Kaynak metin:
-*-*-
Yeni Sayfa 7
Yeni Sayfa 6
T.C.
A N K A R A
1 NOLU İDARE MAHKEMESİ
ESAS NO : 2004/2432
KARAR NO : 2006/2826
DAVACI
: Hayder Garip
VEKİLİ : Av. Gökhan Tural-İsmail Say Sk.
Yapı Han No:13/4 GAZİANTEP
DAVALILAR
: 1- Bankacılık Düzenleme ve Denetleme Kurumu /
ANKARA
VEKİLİ : Av. Özlem Üstündağ - Aynı
yerde
2- Sermaye Piyasası Kurulu / ANKARA
VEKİLİ
: Av. Aynur Konuralp - Aynı yerde
DAVANIN ÖZETİ
: Davacı tarafından, Bankacılık Düzenleme ve Denetleme
Kurulunca yönetimine el konulan Türkiye İmar Bankası T.A.?. aracılığıyla satın
almış olduğu Devlet iç borçlanma senedinin ödenmesi istemiyle yaptığı başvurunun
reddine ilişkin işlemin iptali ile nominal tutarı olan 48.026,50 YTL zararın
faiziyle birlikte zararın oluşumunda hizmet kusuru bulunan idarelerden tazminine
karar verilmesi istenilmektedir.
BANKACILIK DÜZENLEME VE
DENETLEME KURUMU
SAVUNMASININ ÖZETİ : Denetim görevlerinin olmadığı, söz konusu
denetimin Sermeye Piyasası Kanunu ve ilgili mevzuat uyarınca Sermaye Piyasası
Kuruluna ait olduğu nedeniyle kendilerine husumet yöneltilemeyeceği, hazine
bonosu ve Devlet tahvili satış işlemlerinin sermaye piyasası mevzuatı
çerçevesinde değerlendirildiğinde sorumluluğun idarelerine yükletilemeyeceği,
davacının henüz gerçekleşmiş bir zararının bulunmadığı öne sürülerek yasal
dayanaktan yoksun bulunan davanın reddi gerektiği savunulmaktadır.
-*-*-
Öğeler:
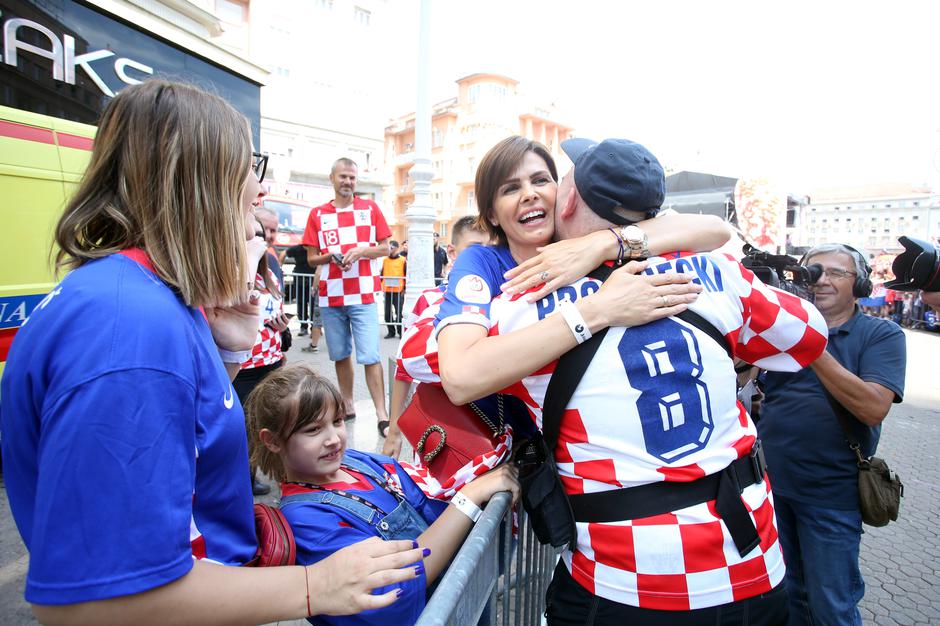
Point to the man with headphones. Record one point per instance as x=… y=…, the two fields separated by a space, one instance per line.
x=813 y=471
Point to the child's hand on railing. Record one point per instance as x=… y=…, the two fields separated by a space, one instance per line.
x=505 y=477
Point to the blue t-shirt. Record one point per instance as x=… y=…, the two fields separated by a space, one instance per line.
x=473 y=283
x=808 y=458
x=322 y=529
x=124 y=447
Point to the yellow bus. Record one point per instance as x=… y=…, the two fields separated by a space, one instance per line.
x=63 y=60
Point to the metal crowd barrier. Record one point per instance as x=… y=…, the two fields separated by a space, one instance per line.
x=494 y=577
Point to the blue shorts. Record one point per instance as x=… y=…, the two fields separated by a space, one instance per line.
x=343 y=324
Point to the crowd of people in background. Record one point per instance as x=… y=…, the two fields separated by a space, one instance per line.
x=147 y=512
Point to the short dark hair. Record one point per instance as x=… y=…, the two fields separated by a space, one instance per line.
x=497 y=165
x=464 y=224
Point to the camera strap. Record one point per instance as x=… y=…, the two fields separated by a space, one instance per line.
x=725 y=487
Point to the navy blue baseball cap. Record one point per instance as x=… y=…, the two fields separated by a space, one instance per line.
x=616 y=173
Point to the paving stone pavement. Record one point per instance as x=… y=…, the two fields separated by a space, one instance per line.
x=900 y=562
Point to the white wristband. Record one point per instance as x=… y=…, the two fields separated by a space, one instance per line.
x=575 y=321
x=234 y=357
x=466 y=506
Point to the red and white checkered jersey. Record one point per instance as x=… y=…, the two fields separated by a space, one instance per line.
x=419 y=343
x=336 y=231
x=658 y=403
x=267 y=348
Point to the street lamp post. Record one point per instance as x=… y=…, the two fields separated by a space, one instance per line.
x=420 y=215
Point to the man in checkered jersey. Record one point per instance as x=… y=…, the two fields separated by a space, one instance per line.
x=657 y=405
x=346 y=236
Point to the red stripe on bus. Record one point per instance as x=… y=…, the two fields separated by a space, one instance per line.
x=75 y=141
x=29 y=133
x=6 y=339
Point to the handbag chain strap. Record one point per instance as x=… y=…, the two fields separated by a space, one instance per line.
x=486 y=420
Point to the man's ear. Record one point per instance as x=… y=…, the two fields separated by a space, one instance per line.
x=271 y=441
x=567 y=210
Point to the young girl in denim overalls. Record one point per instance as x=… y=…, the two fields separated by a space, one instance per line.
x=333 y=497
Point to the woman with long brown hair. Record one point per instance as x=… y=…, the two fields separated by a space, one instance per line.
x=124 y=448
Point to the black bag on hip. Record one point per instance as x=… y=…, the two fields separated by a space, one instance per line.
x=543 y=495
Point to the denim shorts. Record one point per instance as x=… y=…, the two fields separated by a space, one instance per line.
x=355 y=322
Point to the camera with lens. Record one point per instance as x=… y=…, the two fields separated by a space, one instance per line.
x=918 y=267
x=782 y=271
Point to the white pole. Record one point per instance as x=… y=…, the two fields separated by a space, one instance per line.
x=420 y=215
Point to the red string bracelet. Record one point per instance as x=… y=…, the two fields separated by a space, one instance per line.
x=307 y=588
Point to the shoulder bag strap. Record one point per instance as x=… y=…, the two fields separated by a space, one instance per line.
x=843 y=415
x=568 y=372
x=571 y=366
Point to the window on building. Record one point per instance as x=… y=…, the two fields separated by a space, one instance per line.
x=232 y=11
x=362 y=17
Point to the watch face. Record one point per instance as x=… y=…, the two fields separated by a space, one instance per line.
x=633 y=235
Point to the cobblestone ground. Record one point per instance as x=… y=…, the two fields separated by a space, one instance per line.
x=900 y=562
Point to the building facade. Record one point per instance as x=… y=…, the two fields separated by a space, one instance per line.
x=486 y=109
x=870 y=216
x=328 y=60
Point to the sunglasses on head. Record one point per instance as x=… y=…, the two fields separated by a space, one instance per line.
-*-*-
Yapılacak iş:
Mahkeme belgesine göre şu soruları yanıtlayın:
(a) Davacının vekili kimdir?
(b) Davacının tazminini istediği zararın nominal tutarı ne kadardır?
(c) Bankacılık Düzenleme ve Denetleme Kurumu savunmasında denetimin hangi kurula ait olduğunu öne sürüyor?

Görevin yanıtı:
(a) Av. Gökhan Tural
(b) 48.026,50 YTL
(c) Sermaye Piyasası Kurulu